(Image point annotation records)

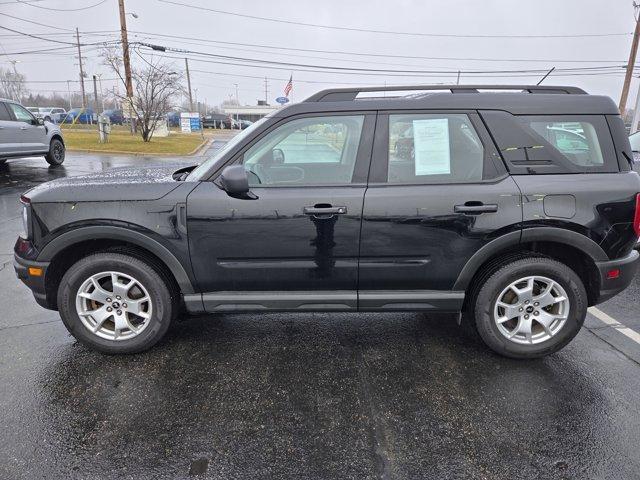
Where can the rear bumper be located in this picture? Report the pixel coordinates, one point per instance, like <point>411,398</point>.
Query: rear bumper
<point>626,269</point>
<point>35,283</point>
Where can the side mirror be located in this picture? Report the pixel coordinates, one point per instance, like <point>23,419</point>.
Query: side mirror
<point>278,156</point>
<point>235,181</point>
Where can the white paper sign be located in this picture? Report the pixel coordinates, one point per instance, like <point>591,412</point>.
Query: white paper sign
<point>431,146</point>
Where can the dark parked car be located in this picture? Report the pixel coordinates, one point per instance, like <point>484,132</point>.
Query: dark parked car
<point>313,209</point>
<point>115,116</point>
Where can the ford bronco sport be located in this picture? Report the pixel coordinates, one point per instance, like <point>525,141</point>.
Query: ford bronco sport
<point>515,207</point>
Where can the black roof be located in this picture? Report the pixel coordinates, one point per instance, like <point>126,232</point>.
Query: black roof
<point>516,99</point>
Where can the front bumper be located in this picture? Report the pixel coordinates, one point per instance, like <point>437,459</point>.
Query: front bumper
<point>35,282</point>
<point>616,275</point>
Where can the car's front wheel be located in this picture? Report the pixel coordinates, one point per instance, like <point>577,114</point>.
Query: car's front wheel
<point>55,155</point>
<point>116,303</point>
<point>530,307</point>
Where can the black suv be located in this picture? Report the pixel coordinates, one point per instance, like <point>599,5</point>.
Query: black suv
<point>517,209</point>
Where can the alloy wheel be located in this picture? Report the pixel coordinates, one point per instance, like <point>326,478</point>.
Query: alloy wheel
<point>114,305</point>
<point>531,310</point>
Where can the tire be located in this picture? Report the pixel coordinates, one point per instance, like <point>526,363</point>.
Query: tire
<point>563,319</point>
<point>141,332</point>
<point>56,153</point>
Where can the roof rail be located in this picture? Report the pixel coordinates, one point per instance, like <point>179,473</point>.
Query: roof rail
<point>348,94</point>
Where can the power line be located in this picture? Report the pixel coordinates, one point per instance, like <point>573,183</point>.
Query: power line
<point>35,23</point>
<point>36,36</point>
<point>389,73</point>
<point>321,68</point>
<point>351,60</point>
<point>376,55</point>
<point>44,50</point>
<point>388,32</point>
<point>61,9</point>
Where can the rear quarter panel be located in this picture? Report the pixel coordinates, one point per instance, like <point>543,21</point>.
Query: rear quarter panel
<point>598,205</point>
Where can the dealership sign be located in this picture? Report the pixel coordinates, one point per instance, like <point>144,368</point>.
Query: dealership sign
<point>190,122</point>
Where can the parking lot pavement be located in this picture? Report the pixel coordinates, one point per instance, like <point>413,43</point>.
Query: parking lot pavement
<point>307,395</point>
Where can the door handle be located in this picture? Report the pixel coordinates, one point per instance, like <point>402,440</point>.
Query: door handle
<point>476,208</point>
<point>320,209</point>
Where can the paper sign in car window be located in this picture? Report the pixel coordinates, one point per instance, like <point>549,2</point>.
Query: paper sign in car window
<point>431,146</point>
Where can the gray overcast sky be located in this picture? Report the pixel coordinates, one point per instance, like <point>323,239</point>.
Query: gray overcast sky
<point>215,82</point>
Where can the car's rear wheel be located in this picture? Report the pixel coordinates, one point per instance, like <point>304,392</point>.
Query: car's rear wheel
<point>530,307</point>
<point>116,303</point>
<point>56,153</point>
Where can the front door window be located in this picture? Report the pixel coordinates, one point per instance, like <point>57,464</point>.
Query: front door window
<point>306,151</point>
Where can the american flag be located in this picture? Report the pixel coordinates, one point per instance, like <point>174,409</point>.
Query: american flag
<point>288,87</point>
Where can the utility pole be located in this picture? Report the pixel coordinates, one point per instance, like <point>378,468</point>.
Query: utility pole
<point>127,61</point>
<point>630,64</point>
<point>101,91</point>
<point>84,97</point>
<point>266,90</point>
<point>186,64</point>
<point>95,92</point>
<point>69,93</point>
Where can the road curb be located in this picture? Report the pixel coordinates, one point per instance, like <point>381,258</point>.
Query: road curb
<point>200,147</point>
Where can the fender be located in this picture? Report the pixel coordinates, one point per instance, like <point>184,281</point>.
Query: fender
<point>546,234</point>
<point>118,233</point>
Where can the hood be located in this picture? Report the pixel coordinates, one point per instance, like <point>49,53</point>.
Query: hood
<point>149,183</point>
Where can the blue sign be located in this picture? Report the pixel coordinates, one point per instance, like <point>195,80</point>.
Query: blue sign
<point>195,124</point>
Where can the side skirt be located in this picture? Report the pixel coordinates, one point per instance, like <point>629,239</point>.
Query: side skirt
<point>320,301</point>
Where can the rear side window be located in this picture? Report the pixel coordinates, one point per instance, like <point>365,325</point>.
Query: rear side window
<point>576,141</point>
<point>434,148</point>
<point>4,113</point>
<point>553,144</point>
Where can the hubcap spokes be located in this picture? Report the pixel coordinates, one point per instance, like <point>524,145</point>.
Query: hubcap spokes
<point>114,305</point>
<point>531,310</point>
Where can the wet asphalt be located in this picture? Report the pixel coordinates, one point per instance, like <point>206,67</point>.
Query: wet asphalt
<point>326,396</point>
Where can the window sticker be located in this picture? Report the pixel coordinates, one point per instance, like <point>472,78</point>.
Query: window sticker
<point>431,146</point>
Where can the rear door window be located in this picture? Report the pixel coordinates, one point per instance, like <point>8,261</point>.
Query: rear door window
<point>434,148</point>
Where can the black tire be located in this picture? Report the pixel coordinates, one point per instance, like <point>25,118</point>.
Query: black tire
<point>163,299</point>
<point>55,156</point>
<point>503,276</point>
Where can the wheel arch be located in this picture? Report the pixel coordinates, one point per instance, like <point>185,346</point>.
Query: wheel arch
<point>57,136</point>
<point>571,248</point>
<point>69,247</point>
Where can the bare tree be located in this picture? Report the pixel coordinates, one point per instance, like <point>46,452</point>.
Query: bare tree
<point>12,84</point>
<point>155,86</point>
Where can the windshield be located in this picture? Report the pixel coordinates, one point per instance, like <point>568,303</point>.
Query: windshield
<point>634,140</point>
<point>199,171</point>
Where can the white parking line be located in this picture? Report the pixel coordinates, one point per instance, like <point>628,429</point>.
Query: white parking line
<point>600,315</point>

§ **Problem requirements**
Reproduce every line of the records above word for word, leaving out the pictures.

§ **Final answer**
Where can the rear bumper be located in this picture? Report the pixel coordinates, one point per instance, like <point>411,398</point>.
Query: rear bumper
<point>626,269</point>
<point>35,283</point>
Where can the side mirror be located in this picture? Report the pixel coordinates, one point per instance, like <point>23,419</point>.
Query: side mirror
<point>278,156</point>
<point>235,181</point>
Where can the white paper sign be located in this picture? Report the pixel coordinates, one point per instance, like <point>591,412</point>.
Query: white paper sign
<point>431,146</point>
Where can the dark parked car be located in this picture? Report the pixel coordinates, one point per instance, like <point>484,132</point>.
Query: dark parked car
<point>313,209</point>
<point>115,116</point>
Where can the ford bronco sport be located in this picture? Report the pixel coordinates, one point per instance, like <point>525,141</point>.
Query: ford bronco sport
<point>515,207</point>
Where can the black roof be located in this picture? Report the pixel coordinates, one point per instance, like <point>126,232</point>.
Query: black roof
<point>516,99</point>
Where can the front bumper be located in this picture? Report the pixel coordinates, one point per instance, like <point>437,459</point>.
Query: front bumper
<point>35,282</point>
<point>616,275</point>
Where can the car's front wheel be located in this picture? Report the pixel coordinates, one point per instance, like <point>577,114</point>.
Query: car's front wheel
<point>55,155</point>
<point>116,303</point>
<point>530,307</point>
Where can the black suv be located in this picture? Report the pixel coordinates, one point per instance, like <point>599,5</point>.
Query: black suv
<point>517,209</point>
Where can the alloy wheel be located in this picture? Report the pixel coordinates, one point per instance, like <point>326,478</point>.
Query: alloy wheel
<point>114,305</point>
<point>531,310</point>
Where can the tire be located in this picture? Report the pixel coordinates, one point per instance, like <point>526,363</point>.
Query: tire
<point>563,319</point>
<point>141,332</point>
<point>56,153</point>
Where can the roof rail be located in this picture? Report the pixel coordinates, one point per instance, like <point>179,473</point>.
Query: roof rail
<point>348,94</point>
Where can the power line be located in this picture? Report the pixel coordinates, one point per instance, like <point>573,183</point>.
Query: power line
<point>35,23</point>
<point>36,36</point>
<point>389,73</point>
<point>321,68</point>
<point>351,60</point>
<point>376,55</point>
<point>44,50</point>
<point>388,32</point>
<point>61,9</point>
Where can the rear quarter panel be located in this picture? Report the pixel coordinates, one point per instance, like <point>543,21</point>.
Query: rear quarter panel
<point>598,205</point>
Where can the dealership sign be located in this picture? Report the pixel coordinates, one point per instance, like <point>144,368</point>.
Query: dealership sign
<point>190,122</point>
Where can the parking lot pavement be located in this picture? Report the pixel coordinates, one point per instance, like <point>413,43</point>.
Query: parking lot pavement
<point>307,395</point>
Where can the door handle be located in this picture? Report the pixel coordinates, one point per instance, like <point>402,440</point>.
Query: door handle
<point>476,208</point>
<point>320,209</point>
Where can the paper sign in car window be located in this picture? Report the pixel coordinates, one point per instance, like <point>549,2</point>.
Query: paper sign in car window
<point>431,146</point>
Where can the gray overcast sky be located in this picture? Report the pixel coordinates, one point per instance, like <point>323,239</point>.
Query: gray overcast sky
<point>215,82</point>
Where can the car's rear wheel be located in this picture? Report the pixel coordinates, one point per instance, like <point>304,392</point>.
Query: car's rear wheel
<point>530,307</point>
<point>116,303</point>
<point>56,153</point>
Where can the front door window be located in this picture? Report the pixel coordinates, one point per instance, like <point>57,464</point>.
Query: front door window
<point>306,151</point>
Where can the american flag be located in this picture? Report the pixel coordinates, one point per instance, like <point>174,409</point>.
Query: american flag
<point>288,87</point>
Where can the utility pole be located in this picture? Report the pixel coordinates, one point per instance, like <point>378,468</point>.
Query: utility pole
<point>127,61</point>
<point>630,64</point>
<point>101,91</point>
<point>84,97</point>
<point>266,90</point>
<point>186,64</point>
<point>95,92</point>
<point>69,93</point>
Where can the road curb be located in this picture? Report the pixel coordinates, one point per instance, like <point>381,258</point>.
Query: road curb
<point>200,147</point>
Where can the fender be located in this picture? Report the pixel coordinates, one point per instance, like <point>184,281</point>.
Query: fender
<point>546,234</point>
<point>118,233</point>
Where can the hood be located in this picture? Report the pixel coordinates, one point per instance, like <point>49,53</point>.
Query: hood
<point>149,183</point>
Where can the blue sign be located in this picture? Report the pixel coordinates, one point per instance, like <point>195,80</point>.
Query: blue sign
<point>195,124</point>
Where can the side skirt be located in this picture? Report the pixel coordinates, one point per instance, like <point>629,239</point>.
Query: side skirt
<point>320,301</point>
Where can the rear side window be located in this picture? Report the pixel coordinates, one point per instance, like <point>365,325</point>.
Query: rear side window
<point>576,141</point>
<point>434,148</point>
<point>4,113</point>
<point>553,144</point>
Where can the hubcap spokes be located in this picture? Report the pixel coordinates, one point per instance, like <point>524,145</point>.
Query: hubcap spokes
<point>114,305</point>
<point>531,310</point>
Where can the wet asphalt be located in this picture? Report the pixel coordinates, one point per instance, like <point>206,67</point>.
Query: wet asphalt
<point>326,396</point>
Where can the window sticker be located in this picture? Report the pixel coordinates, one point per instance, like <point>472,78</point>.
Query: window sticker
<point>431,146</point>
Where can the rear door window be located in this picture? Report the pixel coordinates, one point per instance, like <point>8,261</point>.
Query: rear door window
<point>434,148</point>
Where can the black tire be located in this picture? Report the pixel coordinates, one point per instance, like <point>25,118</point>.
Query: black tire
<point>163,299</point>
<point>55,156</point>
<point>503,276</point>
Where can the wheel arch be located in this picture? Report the pixel coordinates, one point per instance, like <point>185,346</point>.
Query: wheel arch
<point>57,136</point>
<point>571,248</point>
<point>69,247</point>
Where can the bare tree be located in this picture? Report the pixel coordinates, one point per instance, like <point>46,452</point>.
Query: bare tree
<point>12,84</point>
<point>155,86</point>
Where can the windshield be located in this picture? Report the pixel coordinates, one point per instance, like <point>568,303</point>.
Query: windshield
<point>634,140</point>
<point>199,171</point>
Where can the white parking line be located in this picture? Report the pixel coordinates, one point per instance, like <point>628,429</point>.
Query: white parking line
<point>600,315</point>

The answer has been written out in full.